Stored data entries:
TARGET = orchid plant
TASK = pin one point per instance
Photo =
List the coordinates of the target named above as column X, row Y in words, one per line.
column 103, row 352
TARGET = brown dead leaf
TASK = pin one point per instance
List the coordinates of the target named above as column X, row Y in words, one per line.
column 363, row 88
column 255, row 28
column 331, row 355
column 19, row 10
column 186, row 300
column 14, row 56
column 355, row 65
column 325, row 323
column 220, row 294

* **Task objective**: Once more, write out all the data above exactly as given.

* **Solution to this task**:
TARGET = orchid plant
TASK = pin one point per instance
Photo =
List the coordinates of the target named above as column X, row Y in words, one per line.
column 103, row 352
TARGET = brown dead leaf
TASK = pin one point per instance
List the coordinates of the target named above as column X, row Y in words, one per line.
column 363, row 88
column 255, row 28
column 331, row 355
column 19, row 10
column 186, row 300
column 14, row 56
column 355, row 65
column 325, row 323
column 220, row 294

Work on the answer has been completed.